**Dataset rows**
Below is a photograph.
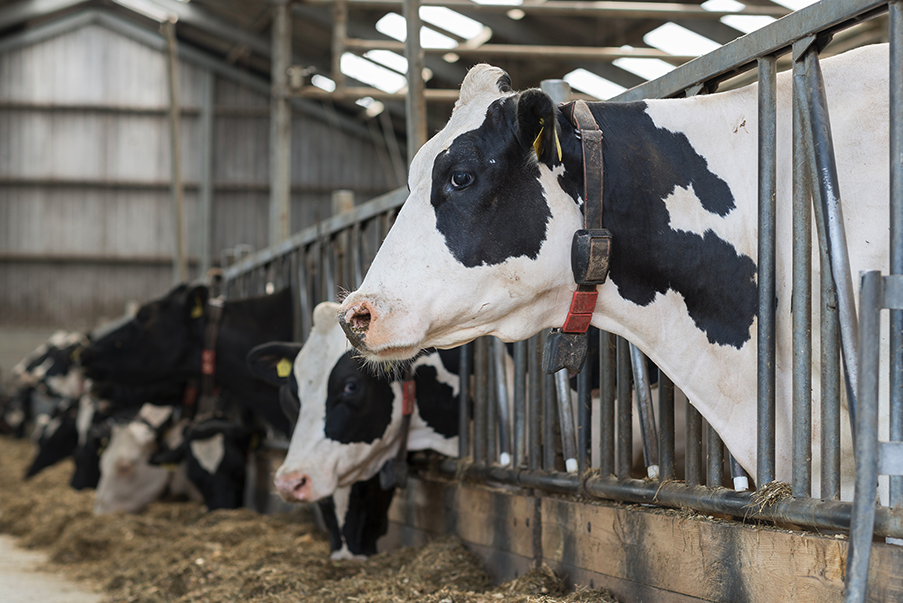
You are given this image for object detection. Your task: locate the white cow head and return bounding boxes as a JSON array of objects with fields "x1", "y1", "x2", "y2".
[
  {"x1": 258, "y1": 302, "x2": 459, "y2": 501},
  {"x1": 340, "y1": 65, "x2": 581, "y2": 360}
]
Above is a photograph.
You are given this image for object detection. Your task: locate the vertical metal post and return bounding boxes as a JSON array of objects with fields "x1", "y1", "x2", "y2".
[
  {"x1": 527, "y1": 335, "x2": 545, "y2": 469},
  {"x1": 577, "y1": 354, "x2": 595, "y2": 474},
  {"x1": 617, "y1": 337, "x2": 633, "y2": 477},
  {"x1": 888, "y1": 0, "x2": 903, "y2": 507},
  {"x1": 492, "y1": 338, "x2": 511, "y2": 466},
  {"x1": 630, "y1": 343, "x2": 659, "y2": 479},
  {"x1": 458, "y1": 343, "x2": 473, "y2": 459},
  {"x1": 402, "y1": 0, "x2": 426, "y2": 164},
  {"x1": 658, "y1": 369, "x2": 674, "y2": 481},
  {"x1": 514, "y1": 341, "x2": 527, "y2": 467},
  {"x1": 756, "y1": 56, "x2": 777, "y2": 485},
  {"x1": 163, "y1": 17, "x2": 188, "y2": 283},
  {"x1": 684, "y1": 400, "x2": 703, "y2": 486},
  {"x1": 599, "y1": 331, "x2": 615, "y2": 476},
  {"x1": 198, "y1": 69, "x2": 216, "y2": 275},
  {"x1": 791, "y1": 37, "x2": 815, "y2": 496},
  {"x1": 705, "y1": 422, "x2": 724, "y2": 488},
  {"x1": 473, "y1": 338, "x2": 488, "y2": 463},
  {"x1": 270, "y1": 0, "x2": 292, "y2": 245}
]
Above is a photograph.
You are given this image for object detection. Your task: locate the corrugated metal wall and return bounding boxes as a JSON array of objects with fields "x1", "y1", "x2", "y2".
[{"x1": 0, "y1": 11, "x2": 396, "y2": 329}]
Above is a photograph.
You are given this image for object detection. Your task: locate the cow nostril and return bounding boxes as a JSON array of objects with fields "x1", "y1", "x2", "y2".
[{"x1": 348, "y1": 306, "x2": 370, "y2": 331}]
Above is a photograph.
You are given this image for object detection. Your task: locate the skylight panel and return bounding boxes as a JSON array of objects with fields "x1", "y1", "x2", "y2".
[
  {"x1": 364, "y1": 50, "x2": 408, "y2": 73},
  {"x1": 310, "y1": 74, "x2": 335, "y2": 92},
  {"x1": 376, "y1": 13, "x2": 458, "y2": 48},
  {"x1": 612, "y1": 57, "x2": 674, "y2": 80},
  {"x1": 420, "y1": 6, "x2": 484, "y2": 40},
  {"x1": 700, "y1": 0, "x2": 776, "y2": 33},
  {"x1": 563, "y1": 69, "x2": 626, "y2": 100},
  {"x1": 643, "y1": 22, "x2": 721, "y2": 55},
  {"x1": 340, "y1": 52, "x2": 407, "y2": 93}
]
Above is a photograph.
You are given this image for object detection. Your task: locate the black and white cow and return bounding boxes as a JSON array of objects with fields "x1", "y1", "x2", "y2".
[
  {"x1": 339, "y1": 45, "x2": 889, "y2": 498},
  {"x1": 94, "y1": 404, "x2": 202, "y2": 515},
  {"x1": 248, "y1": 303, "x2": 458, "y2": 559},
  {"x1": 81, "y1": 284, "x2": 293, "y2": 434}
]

**Set problem**
Which lines in the rows above contain the word "white" with the same capitalization? Pick out each of those lines and copy it in full.

**Task output**
You are given this image for object detection. Your task: locate the white cow head and return bounding boxes as a JSON array of objects with fields "x1", "y1", "x2", "y2".
You are given this image for object detection. Your task: locate the black and white cow and return bounding boxes as a JSON array of objects with fields "x1", "y1", "x2", "y2".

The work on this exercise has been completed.